The problem: Please find every line below that contains the string "range" and copy each of those lines. Case counts.

Source material:

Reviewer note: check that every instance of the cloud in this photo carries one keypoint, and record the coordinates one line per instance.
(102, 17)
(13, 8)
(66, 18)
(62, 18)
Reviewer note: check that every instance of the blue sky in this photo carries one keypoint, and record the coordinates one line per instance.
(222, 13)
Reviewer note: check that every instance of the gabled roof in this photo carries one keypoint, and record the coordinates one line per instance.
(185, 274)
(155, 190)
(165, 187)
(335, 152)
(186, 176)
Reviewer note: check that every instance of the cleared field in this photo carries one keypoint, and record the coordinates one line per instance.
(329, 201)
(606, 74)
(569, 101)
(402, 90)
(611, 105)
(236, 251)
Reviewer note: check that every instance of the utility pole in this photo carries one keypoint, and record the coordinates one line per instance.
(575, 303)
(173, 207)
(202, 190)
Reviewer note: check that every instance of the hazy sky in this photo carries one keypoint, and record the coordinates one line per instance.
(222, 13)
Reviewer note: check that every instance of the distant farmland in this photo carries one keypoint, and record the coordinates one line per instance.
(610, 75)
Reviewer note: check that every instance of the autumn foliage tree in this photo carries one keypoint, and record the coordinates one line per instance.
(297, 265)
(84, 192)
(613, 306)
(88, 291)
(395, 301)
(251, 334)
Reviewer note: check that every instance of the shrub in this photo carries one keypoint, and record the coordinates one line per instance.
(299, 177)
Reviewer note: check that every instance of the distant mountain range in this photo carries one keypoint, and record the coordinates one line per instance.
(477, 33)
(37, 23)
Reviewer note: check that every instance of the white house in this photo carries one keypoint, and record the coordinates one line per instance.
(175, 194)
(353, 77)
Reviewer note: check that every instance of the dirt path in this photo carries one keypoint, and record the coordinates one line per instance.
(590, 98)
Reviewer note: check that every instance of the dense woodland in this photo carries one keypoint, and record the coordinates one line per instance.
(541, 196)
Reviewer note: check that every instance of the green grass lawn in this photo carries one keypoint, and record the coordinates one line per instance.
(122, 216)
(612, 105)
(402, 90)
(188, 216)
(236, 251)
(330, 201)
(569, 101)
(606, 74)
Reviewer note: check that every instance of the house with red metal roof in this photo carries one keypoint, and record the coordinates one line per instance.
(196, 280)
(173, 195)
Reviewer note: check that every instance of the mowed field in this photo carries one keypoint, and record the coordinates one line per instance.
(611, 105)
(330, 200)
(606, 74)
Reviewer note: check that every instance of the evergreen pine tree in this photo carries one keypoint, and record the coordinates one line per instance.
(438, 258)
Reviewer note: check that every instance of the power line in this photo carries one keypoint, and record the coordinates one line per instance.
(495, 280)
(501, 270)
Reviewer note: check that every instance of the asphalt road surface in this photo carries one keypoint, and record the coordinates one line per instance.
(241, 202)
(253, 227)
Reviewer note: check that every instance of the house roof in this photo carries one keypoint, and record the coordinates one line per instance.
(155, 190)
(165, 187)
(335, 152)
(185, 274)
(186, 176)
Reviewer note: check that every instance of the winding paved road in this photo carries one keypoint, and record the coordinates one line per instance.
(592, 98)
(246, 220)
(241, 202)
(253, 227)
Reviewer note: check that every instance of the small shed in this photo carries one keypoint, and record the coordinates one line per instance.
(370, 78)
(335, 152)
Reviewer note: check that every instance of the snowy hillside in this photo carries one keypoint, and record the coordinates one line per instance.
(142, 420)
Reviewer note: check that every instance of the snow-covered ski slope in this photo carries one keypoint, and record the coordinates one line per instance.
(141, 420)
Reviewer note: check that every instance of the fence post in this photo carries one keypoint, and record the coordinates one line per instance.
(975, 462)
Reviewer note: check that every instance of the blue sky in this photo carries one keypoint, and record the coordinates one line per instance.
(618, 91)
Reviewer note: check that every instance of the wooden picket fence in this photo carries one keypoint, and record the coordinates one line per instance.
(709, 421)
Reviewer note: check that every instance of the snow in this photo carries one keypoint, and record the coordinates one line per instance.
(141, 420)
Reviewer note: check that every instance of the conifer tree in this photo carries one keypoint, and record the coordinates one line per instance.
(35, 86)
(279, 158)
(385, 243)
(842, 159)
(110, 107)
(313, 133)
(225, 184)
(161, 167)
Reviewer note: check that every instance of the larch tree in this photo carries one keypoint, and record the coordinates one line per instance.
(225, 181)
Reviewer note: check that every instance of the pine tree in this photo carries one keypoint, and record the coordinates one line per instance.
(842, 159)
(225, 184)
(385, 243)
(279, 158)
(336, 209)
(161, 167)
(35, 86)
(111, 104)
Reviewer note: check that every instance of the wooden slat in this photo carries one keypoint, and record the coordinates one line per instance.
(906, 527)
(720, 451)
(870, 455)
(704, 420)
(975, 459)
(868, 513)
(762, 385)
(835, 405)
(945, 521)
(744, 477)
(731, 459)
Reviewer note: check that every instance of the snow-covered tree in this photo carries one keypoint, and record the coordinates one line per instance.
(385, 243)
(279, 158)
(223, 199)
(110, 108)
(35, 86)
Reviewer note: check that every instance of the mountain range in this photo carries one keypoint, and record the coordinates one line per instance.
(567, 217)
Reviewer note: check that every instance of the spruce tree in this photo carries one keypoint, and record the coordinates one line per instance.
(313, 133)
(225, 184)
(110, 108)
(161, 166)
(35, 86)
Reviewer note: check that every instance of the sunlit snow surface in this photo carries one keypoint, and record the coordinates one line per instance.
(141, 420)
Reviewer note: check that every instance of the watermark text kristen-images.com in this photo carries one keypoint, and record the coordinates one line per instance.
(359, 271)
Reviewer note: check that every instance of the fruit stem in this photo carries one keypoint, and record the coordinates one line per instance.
...
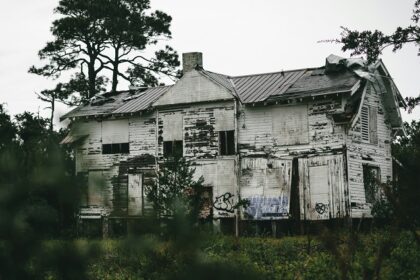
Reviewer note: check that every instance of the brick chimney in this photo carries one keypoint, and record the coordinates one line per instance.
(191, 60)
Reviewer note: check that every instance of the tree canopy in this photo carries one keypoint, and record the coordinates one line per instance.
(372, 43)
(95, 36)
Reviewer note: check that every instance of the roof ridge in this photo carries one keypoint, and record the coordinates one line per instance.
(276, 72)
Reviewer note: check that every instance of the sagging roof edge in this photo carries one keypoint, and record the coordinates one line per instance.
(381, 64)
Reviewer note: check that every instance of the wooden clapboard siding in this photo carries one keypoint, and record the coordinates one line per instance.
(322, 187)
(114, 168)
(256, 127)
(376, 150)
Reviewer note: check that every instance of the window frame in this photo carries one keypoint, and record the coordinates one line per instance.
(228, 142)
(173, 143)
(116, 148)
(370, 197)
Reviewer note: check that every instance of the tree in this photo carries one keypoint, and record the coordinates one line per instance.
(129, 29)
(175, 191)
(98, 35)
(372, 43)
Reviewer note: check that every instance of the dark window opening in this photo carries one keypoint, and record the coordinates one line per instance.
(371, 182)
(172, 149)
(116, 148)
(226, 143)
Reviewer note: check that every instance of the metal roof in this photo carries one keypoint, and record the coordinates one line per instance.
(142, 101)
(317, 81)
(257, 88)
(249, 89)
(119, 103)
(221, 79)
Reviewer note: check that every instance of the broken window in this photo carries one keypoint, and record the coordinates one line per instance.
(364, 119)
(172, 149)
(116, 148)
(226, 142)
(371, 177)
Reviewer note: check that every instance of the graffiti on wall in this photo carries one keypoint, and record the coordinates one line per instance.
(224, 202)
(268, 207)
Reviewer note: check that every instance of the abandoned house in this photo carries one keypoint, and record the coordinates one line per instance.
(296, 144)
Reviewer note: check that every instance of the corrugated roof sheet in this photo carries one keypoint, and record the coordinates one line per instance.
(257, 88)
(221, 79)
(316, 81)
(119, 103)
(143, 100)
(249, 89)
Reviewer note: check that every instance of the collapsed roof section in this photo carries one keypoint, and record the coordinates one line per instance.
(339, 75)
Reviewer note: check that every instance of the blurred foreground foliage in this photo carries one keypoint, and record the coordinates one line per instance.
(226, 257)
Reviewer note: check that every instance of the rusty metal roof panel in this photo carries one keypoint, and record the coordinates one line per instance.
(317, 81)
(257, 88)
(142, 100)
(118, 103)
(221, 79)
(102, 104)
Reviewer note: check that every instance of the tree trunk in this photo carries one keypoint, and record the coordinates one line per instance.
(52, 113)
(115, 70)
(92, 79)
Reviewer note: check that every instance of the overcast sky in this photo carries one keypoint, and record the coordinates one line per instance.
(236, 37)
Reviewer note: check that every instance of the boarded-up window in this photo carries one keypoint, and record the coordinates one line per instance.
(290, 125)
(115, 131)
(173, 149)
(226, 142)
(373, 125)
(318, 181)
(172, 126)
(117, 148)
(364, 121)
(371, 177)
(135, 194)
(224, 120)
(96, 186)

Answer to this exercise:
Reviewer note: check that every instance of the distant mountain range in this photo carries one keypoint, and record the coordinates one line per instance.
Reviewer note: check that every instance of the mountain range in this photo carries one keypoint, and record the coordinates one line per instance.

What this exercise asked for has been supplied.